GIVEN PROBLEM — Output every line of the data exactly as it appears.

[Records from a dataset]
* * * * *

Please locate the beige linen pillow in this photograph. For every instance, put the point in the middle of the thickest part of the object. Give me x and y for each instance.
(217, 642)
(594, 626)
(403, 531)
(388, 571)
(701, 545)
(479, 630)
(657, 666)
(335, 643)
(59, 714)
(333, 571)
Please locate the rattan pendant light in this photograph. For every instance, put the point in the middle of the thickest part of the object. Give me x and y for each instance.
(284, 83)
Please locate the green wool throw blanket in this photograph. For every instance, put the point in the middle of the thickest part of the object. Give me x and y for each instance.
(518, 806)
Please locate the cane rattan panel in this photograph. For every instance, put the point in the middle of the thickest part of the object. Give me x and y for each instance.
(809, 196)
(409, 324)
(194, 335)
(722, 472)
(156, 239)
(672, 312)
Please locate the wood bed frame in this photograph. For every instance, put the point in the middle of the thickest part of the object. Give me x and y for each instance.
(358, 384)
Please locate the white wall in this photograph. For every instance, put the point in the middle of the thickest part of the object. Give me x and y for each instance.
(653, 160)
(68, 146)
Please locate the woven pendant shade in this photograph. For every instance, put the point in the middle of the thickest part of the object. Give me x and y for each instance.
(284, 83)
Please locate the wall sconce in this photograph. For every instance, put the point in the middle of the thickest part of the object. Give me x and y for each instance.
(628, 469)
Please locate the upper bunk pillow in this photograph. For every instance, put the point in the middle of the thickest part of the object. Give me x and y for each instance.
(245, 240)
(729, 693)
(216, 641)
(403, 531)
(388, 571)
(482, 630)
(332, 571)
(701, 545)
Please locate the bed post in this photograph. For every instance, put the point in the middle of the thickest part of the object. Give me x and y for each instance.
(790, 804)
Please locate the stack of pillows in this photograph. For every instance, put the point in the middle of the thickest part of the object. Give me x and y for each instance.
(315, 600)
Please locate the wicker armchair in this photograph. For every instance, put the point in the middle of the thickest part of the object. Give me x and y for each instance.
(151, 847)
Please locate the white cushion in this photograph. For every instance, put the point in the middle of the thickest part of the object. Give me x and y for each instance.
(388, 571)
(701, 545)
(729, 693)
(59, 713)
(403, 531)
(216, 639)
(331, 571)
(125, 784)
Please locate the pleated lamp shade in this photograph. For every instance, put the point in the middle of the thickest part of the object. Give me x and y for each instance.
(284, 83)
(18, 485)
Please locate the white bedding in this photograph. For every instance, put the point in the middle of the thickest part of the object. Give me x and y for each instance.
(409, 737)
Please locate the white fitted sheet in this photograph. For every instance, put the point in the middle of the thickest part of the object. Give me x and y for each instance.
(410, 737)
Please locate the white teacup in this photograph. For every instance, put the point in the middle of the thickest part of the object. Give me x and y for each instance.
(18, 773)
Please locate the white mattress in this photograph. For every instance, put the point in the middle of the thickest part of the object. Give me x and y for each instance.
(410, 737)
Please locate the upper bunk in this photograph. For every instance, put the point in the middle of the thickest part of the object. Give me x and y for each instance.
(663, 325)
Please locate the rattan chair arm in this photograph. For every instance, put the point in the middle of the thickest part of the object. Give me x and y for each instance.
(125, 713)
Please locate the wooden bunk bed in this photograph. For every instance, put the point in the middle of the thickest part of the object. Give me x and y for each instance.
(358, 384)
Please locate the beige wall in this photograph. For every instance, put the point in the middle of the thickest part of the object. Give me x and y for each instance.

* * * * *

ANSWER BELOW —
Please locate the beige linen pillow in this photograph. For every instance, put the point in the middle of the thickest part of the object. Give me x and y for each instance.
(217, 642)
(594, 626)
(403, 531)
(388, 571)
(701, 545)
(479, 630)
(657, 666)
(335, 643)
(59, 714)
(333, 571)
Please locate the rattan pendant light in this photograph. For every instance, put the point in the middle of the thickest part of the object. Give me x and y for each instance.
(284, 83)
Please locate the green wool throw blanket in this photograph. For every instance, put the point in the middle of the thickest part of the object. Give me x and y for each instance.
(518, 806)
Please locate the cane rattan panel in this photograph. For every instance, put the point in the middle of the thickest part of the object. Give me x and y for each instance.
(809, 196)
(409, 324)
(194, 335)
(722, 472)
(156, 239)
(672, 312)
Please locate the wood bed frame in this photograph. For every instance, put the point in the middle of the thickest part of the object. Give me x and y for each instance.
(358, 384)
Please locate the white wall in this photograph. For every instance, put the point in the middle of the thickest part of the object. Give me x and y for each instance.
(653, 160)
(68, 146)
Please locate the woven pendant shade in this photograph. For every instance, put the point in the middle of the thickest part of the object. Give me x and y for each instance.
(284, 83)
Please locate the wall sconce in this photograph. For every instance, put the point in the middle of the thickest part of the object. Give me x and y for each instance.
(628, 469)
Please locate the upper bunk pillow in this photograph. For every instance, put the point in the middle of the thickest part of the object. Give me x and y for each instance.
(245, 240)
(729, 693)
(216, 641)
(403, 531)
(388, 571)
(482, 630)
(332, 571)
(701, 545)
Please locate the bed post in this photograph. For every instance, put the point in the middle of the thickest part of the object. Give me x and y for each instance.
(790, 804)
Please locate the stack of pillows in this photograph. For every instance, put the point in the middle of the thickest part of the object. Give me x and y for each instance.
(315, 600)
Please locate the wicker armchair in this photograph. For every instance, put the point in the middle of the thickest part of the object. Give me x and y for each instance.
(151, 847)
Please locate the white cushion in this photograph. For every instance, put the point in the middle of the thickest part of the object. Give me x and y for each instance.
(388, 571)
(701, 545)
(729, 693)
(59, 713)
(403, 531)
(216, 639)
(331, 571)
(125, 784)
Please locate the pleated lamp shade in this photograph. For every instance, put the point in the middle of the thickest part of the object. Give me x and y for each instance.
(284, 83)
(18, 485)
Please locate the white bedding in this photograph. For every instance, put the point in the middle of the thickest part of the object. Give me x and y for each instance.
(409, 737)
Please locate the white fitted sheet in this photograph. For every instance, put the point in the middle of the thickest part of the object. Give me x and y for each instance.
(410, 737)
Please locate the white teacup in this photograph. For every instance, put the point in the middle of the thickest part of the object. Give me x and y for each instance.
(18, 773)
Please locate the white mattress in this photograph. For every instance, put the point in the middle of the thickest part of the object. Give me x and y for each instance.
(410, 737)
Please locate the upper bunk in this photograph. For every instance, put the point in the middle of the thickest part of the object. Give me x and y for each instance.
(663, 325)
Please locate the rattan chair arm in this photograph. For every instance, put the point in the middle of the thickest part of the object. Give me x and y for each instance.
(125, 713)
Please locate the wooden bunk bed in this photograph. For every instance, put the point in the middle of the thickest part of the object. Give me x and y for each instance.
(358, 384)
Please locate the beige wall in this photograph. For every instance, put the point in the middle of the thickest part of the object. Give me x and y for each instance.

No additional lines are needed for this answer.